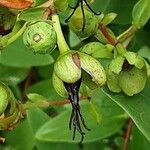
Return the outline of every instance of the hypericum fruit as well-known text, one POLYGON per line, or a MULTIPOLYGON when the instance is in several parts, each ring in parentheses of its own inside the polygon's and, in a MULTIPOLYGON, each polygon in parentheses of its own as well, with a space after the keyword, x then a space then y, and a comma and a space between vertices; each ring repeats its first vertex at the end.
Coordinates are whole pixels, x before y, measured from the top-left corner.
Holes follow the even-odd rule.
POLYGON ((72 104, 69 128, 73 127, 73 139, 75 139, 77 130, 81 135, 81 142, 85 133, 80 122, 85 129, 90 130, 85 124, 79 105, 79 89, 82 79, 84 79, 83 72, 86 72, 96 85, 102 86, 106 82, 105 71, 100 62, 87 54, 77 51, 63 53, 57 59, 53 73, 55 90, 61 96, 68 96, 72 104))
POLYGON ((0 82, 0 115, 5 112, 8 104, 14 99, 14 95, 10 88, 4 83, 0 82))
MULTIPOLYGON (((98 60, 82 52, 71 51, 62 54, 54 65, 53 85, 57 93, 66 97, 65 83, 75 83, 87 74, 91 83, 103 86, 106 74, 98 60)), ((89 87, 91 88, 91 87, 89 87)))
POLYGON ((73 9, 72 13, 70 14, 70 16, 66 19, 66 22, 69 21, 69 19, 74 15, 76 9, 81 6, 81 11, 82 11, 82 20, 83 20, 83 24, 82 24, 82 32, 85 29, 85 21, 86 21, 86 17, 85 17, 85 10, 84 10, 84 5, 94 14, 94 15, 100 15, 101 13, 96 13, 91 7, 90 7, 90 3, 91 1, 87 1, 87 0, 77 0, 76 5, 74 7, 70 6, 70 8, 73 9))
POLYGON ((112 92, 128 96, 140 93, 149 76, 149 64, 134 52, 125 52, 112 60, 107 70, 107 86, 112 92))
POLYGON ((18 102, 11 89, 0 82, 0 130, 13 126, 19 119, 18 102))
POLYGON ((54 7, 57 11, 65 11, 68 7, 68 0, 54 0, 54 7))
POLYGON ((68 25, 71 28, 71 30, 74 33, 76 33, 76 35, 79 36, 81 39, 86 39, 90 35, 94 34, 98 29, 99 23, 99 17, 95 16, 85 7, 84 12, 85 12, 85 22, 83 22, 82 10, 80 9, 80 7, 76 9, 75 13, 68 22, 68 25), (85 23, 84 30, 83 30, 83 23, 85 23))
POLYGON ((23 42, 34 53, 50 53, 57 42, 56 32, 53 26, 47 22, 34 22, 25 30, 23 42))
POLYGON ((133 67, 128 71, 121 71, 119 75, 119 86, 129 96, 141 92, 145 87, 146 81, 146 69, 133 67))

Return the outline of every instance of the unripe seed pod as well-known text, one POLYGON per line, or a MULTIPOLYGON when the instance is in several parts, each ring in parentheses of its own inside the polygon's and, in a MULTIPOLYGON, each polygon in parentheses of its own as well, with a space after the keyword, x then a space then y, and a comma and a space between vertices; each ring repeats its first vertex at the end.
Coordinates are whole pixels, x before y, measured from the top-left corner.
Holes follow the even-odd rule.
POLYGON ((133 67, 128 71, 121 71, 119 75, 119 85, 124 93, 133 96, 141 92, 147 81, 146 69, 133 67))
POLYGON ((68 7, 68 0, 54 0, 54 6, 58 11, 65 11, 68 7))
POLYGON ((94 34, 98 29, 98 16, 95 16, 92 12, 88 11, 84 8, 85 12, 85 28, 83 28, 83 14, 81 8, 78 7, 70 18, 68 25, 72 29, 73 32, 77 34, 81 39, 86 39, 90 35, 94 34))
POLYGON ((47 22, 34 22, 25 30, 23 42, 34 53, 50 53, 57 42, 56 32, 53 26, 47 22))
POLYGON ((112 58, 113 46, 103 45, 100 42, 90 42, 81 48, 81 52, 94 58, 112 58))
POLYGON ((73 61, 74 54, 77 53, 62 54, 54 65, 56 75, 66 83, 74 83, 81 78, 81 67, 78 67, 73 61))
POLYGON ((9 87, 0 82, 0 115, 5 112, 8 104, 14 99, 14 95, 9 87))
POLYGON ((107 86, 110 91, 119 93, 121 92, 121 88, 119 86, 119 75, 112 72, 111 70, 106 71, 107 74, 107 86))
POLYGON ((85 70, 96 84, 103 86, 106 83, 106 74, 103 66, 95 58, 79 53, 81 60, 81 68, 85 70))
POLYGON ((74 84, 81 78, 84 80, 84 72, 97 86, 103 86, 106 83, 105 70, 95 58, 77 51, 62 54, 54 65, 53 85, 57 93, 65 97, 67 91, 64 83, 74 84))
POLYGON ((110 24, 115 18, 117 17, 116 13, 108 13, 104 16, 101 24, 107 26, 108 24, 110 24))
POLYGON ((52 80, 53 80, 53 86, 54 86, 54 89, 56 90, 56 92, 62 96, 62 97, 67 97, 67 91, 64 87, 64 83, 63 81, 56 75, 55 71, 53 72, 53 77, 52 77, 52 80))

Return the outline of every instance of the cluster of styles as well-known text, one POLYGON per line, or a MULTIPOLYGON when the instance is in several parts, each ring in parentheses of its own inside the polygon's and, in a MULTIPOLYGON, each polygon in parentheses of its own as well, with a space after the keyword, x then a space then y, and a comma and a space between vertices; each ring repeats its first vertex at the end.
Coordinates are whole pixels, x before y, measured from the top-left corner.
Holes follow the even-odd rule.
MULTIPOLYGON (((34 54, 50 54, 56 47, 60 50, 60 55, 54 64, 53 86, 59 95, 70 100, 72 112, 69 128, 73 128, 73 139, 75 139, 76 131, 81 134, 81 142, 85 133, 80 123, 85 129, 90 130, 84 121, 79 105, 82 84, 89 89, 107 85, 111 92, 124 92, 128 96, 133 96, 144 89, 150 74, 149 64, 143 57, 128 51, 121 42, 117 41, 115 44, 108 42, 104 32, 100 30, 106 29, 106 32, 115 39, 113 32, 106 26, 117 15, 96 13, 90 7, 90 3, 91 1, 77 0, 75 6, 70 6, 67 0, 62 0, 62 2, 55 0, 52 4, 55 11, 47 19, 37 19, 22 25, 24 27, 23 42, 34 54), (60 35, 62 32, 60 32, 60 24, 57 20, 57 12, 61 11, 69 12, 65 20, 66 25, 81 41, 91 36, 95 38, 95 41, 83 45, 79 50, 62 45, 64 39, 60 35), (106 64, 105 60, 109 63, 106 64)), ((3 22, 0 22, 0 35, 2 36, 0 48, 3 48, 11 42, 12 35, 22 31, 22 28, 21 31, 17 30, 18 23, 20 25, 22 22, 16 23, 17 17, 10 11, 5 11, 4 14, 0 12, 1 16, 3 16, 3 22), (5 19, 8 16, 12 20, 11 24, 9 19, 5 19)), ((0 101, 0 115, 5 112, 8 105, 13 105, 14 109, 9 110, 10 115, 7 116, 18 117, 17 102, 10 89, 3 83, 0 83, 0 93, 2 93, 0 100, 4 99, 3 102, 0 101)))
+ + + + +
Leave the pictures out and print the whole listing precisely.

Return the outline of every instance of the hypericum fruit as well-known text, one POLYGON per line, or a MULTIPOLYGON when the instance is in several parts, each ring in parentheses of its own inside the polygon's and, in a MULTIPOLYGON, each polygon in parentheses of its own as well, with a space after the keyword, x then a space then y, and a comma and a space between vertices; each ring repeats its first vertex at the end.
Coordinates are whole pixels, x before y, measured from the top-left corner.
Holes follow the even-odd rule.
POLYGON ((72 104, 69 128, 73 127, 73 139, 75 139, 77 130, 81 135, 81 142, 85 133, 80 122, 85 129, 90 130, 85 124, 79 105, 79 89, 82 79, 84 79, 83 72, 86 72, 96 85, 102 86, 106 82, 105 71, 100 62, 87 54, 77 51, 63 53, 57 59, 53 73, 55 90, 61 96, 68 96, 72 104))
POLYGON ((0 82, 0 115, 5 112, 8 104, 14 99, 14 95, 10 88, 4 83, 0 82))
MULTIPOLYGON (((98 60, 82 52, 71 51, 62 54, 54 65, 53 85, 57 93, 66 97, 65 83, 75 83, 87 74, 91 83, 103 86, 106 74, 98 60)), ((89 87, 91 88, 91 87, 89 87)))
POLYGON ((73 9, 72 13, 70 14, 70 16, 66 19, 66 22, 69 21, 69 19, 74 15, 76 9, 81 6, 81 11, 82 11, 82 20, 83 20, 83 24, 82 24, 82 32, 85 29, 85 21, 86 21, 86 17, 85 17, 85 10, 84 10, 84 5, 94 14, 94 15, 100 15, 101 13, 96 13, 91 7, 90 7, 90 3, 91 1, 87 1, 87 0, 77 0, 76 5, 74 7, 70 6, 70 8, 73 9))
POLYGON ((112 92, 128 96, 140 93, 149 76, 149 64, 134 52, 125 52, 112 60, 107 70, 107 86, 112 92))
POLYGON ((18 102, 11 89, 0 82, 0 130, 13 126, 19 119, 18 102))
POLYGON ((54 7, 57 11, 65 11, 68 7, 68 0, 54 0, 54 7))
POLYGON ((68 25, 71 28, 71 30, 74 33, 76 33, 76 35, 79 36, 81 39, 86 39, 90 35, 94 34, 98 29, 99 23, 99 17, 95 16, 85 7, 84 12, 85 12, 85 22, 83 22, 82 10, 80 9, 80 7, 76 9, 75 13, 68 22, 68 25), (85 23, 84 30, 83 30, 83 23, 85 23))
POLYGON ((23 42, 34 53, 50 53, 57 42, 56 32, 53 26, 47 22, 34 22, 25 30, 23 42))
POLYGON ((133 67, 128 71, 121 71, 119 75, 119 86, 129 96, 141 92, 145 87, 146 81, 146 69, 133 67))

Return the outline of every instance of the unripe seed pod as well-known text, one POLYGON per line, or a MULTIPOLYGON when the instance is in several parts, each ring in parentheses of its own inside the polygon's and, in a MULTIPOLYGON, each polygon in parentheses of its own as well, with a space after the keyword, x then a space then y, and a comma and a space between vertices; each ring repeats its first vertex at the end.
Coordinates are whole pixels, x before y, measured from the top-left corner.
Holes follow the even-odd rule.
POLYGON ((133 67, 128 71, 121 71, 119 75, 119 85, 124 93, 133 96, 141 92, 147 81, 146 69, 133 67))
POLYGON ((68 7, 68 0, 54 0, 54 6, 58 11, 65 11, 68 7))
POLYGON ((94 34, 98 29, 98 16, 95 16, 92 12, 88 11, 84 8, 85 12, 85 28, 83 28, 83 14, 81 8, 78 7, 70 18, 68 25, 72 29, 73 32, 77 34, 81 39, 86 39, 90 35, 94 34))
POLYGON ((47 22, 34 22, 25 30, 23 42, 34 53, 50 53, 57 42, 56 32, 53 26, 47 22))
POLYGON ((112 58, 113 46, 103 45, 100 42, 90 42, 81 48, 81 52, 94 58, 112 58))
POLYGON ((73 61, 74 54, 77 53, 62 54, 54 65, 56 75, 66 83, 74 83, 81 78, 81 67, 78 67, 73 61))
POLYGON ((9 87, 0 82, 0 115, 5 112, 8 104, 14 99, 14 95, 9 87))
POLYGON ((107 86, 110 91, 119 93, 121 92, 121 88, 119 86, 119 75, 112 72, 111 70, 106 71, 107 74, 107 86))
POLYGON ((85 70, 96 84, 103 86, 106 83, 106 74, 103 66, 95 58, 79 53, 81 60, 81 68, 85 70))
POLYGON ((74 84, 81 78, 84 80, 84 72, 97 86, 103 86, 106 83, 105 70, 95 58, 77 51, 62 54, 54 65, 53 85, 57 93, 65 97, 67 91, 64 83, 74 84))
POLYGON ((110 24, 115 18, 117 17, 116 13, 108 13, 104 16, 101 24, 107 26, 108 24, 110 24))
POLYGON ((52 80, 53 80, 53 86, 54 86, 54 89, 56 90, 56 92, 62 96, 62 97, 67 97, 67 91, 64 87, 64 83, 63 81, 56 75, 55 71, 53 72, 53 77, 52 77, 52 80))

Return the outline of every instance of the cluster of styles as well-known text, one POLYGON per line, or a MULTIPOLYGON when the instance is in several parts, each ring in parentheses of its own inside the polygon's and, in a MULTIPOLYGON, each polygon in parentheses of its own as well, with a space after the keyword, x then a space then y, and a comma and a space between vertices; each ring repeats its first vertex at the end.
Coordinates are whole pixels, x before y, measured from the top-left corner.
Holes follow the even-odd rule.
MULTIPOLYGON (((34 54, 50 54, 56 47, 60 50, 60 55, 54 64, 53 86, 59 95, 70 100, 72 112, 69 128, 73 128, 73 139, 75 139, 76 131, 81 134, 81 142, 85 133, 80 123, 85 129, 90 130, 84 121, 79 105, 82 84, 89 89, 107 85, 111 92, 124 92, 128 96, 133 96, 144 89, 150 74, 149 64, 143 57, 128 51, 121 42, 117 41, 115 44, 108 42, 104 32, 100 30, 106 29, 106 32, 115 39, 113 32, 106 26, 117 15, 96 13, 90 7, 90 3, 91 1, 77 0, 75 6, 70 6, 67 0, 62 0, 62 2, 55 0, 52 4, 55 11, 47 19, 37 19, 22 25, 24 27, 23 42, 34 54), (60 35, 62 32, 60 32, 60 24, 57 20, 57 12, 61 11, 69 12, 65 20, 66 25, 81 41, 91 36, 95 38, 95 41, 83 45, 79 50, 62 45, 64 39, 60 35), (106 64, 105 60, 109 63, 106 64)), ((3 22, 0 22, 0 35, 2 36, 0 48, 3 48, 11 42, 12 35, 22 31, 22 28, 21 31, 17 30, 18 23, 20 25, 22 22, 16 23, 17 17, 10 11, 5 11, 4 14, 0 12, 1 16, 3 16, 3 22), (5 19, 8 16, 12 20, 11 24, 9 19, 5 19)), ((0 101, 0 115, 5 112, 8 105, 13 105, 14 109, 9 110, 10 115, 7 116, 18 117, 17 102, 10 89, 3 83, 0 83, 0 93, 2 93, 0 100, 4 99, 3 102, 0 101)))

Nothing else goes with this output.